▶ [WHAT TO PRODUCE]: Please copy the items below word for word, starting at the line that contains "Target: person's hand" and ending at the final line of the items.

▶ [DATA PROVIDED]:
──────────

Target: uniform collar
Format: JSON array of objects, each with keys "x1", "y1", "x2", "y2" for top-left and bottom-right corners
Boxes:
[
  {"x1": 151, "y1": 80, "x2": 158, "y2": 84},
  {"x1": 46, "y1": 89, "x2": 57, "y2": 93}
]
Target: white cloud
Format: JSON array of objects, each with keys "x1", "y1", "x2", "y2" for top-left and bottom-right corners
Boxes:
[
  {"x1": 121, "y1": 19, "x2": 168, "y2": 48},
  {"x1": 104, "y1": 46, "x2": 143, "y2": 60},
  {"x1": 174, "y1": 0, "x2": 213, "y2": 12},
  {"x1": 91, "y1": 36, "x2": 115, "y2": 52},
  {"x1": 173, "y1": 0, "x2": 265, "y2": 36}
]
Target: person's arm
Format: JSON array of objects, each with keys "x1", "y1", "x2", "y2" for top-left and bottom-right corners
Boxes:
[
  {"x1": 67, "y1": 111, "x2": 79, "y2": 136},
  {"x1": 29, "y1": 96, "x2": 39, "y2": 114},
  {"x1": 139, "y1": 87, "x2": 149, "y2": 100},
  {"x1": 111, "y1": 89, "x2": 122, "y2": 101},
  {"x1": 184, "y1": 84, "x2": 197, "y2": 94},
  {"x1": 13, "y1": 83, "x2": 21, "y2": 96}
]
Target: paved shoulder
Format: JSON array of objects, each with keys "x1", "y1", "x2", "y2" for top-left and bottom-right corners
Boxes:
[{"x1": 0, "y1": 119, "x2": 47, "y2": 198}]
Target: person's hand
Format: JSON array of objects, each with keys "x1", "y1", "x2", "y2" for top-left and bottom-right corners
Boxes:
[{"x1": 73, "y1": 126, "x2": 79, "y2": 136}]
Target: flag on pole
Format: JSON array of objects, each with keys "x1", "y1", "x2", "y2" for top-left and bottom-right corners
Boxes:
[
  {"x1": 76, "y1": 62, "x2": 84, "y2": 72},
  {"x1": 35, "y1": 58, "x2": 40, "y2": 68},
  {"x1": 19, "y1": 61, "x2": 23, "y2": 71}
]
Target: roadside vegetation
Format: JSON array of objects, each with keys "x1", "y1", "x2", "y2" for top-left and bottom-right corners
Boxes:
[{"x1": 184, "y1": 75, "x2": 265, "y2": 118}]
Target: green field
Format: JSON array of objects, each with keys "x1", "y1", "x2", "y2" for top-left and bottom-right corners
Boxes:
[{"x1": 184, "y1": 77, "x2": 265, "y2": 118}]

──────────

▶ [REPLY TO THE TASK]:
Target: person's hand
Format: JSON array of objects, each with keys "x1", "y1", "x2", "y2" for top-left and bottom-right corners
Boxes:
[{"x1": 73, "y1": 126, "x2": 79, "y2": 136}]
Target: flag on pole
Format: JSON array of objects, each with keys "x1", "y1", "x2", "y2" for top-left and bottom-right corners
Boxes:
[
  {"x1": 76, "y1": 62, "x2": 84, "y2": 72},
  {"x1": 35, "y1": 58, "x2": 40, "y2": 68},
  {"x1": 19, "y1": 61, "x2": 23, "y2": 71}
]
Target: roadside vegetation
Format: JSON array of objects, each with keys "x1", "y1", "x2", "y2" for top-left and bottom-right corners
Boxes:
[{"x1": 184, "y1": 75, "x2": 265, "y2": 118}]
Target: green field
Format: JSON array of objects, each with keys "x1", "y1", "x2", "y2" for top-left and bottom-right corners
Boxes:
[{"x1": 184, "y1": 77, "x2": 265, "y2": 118}]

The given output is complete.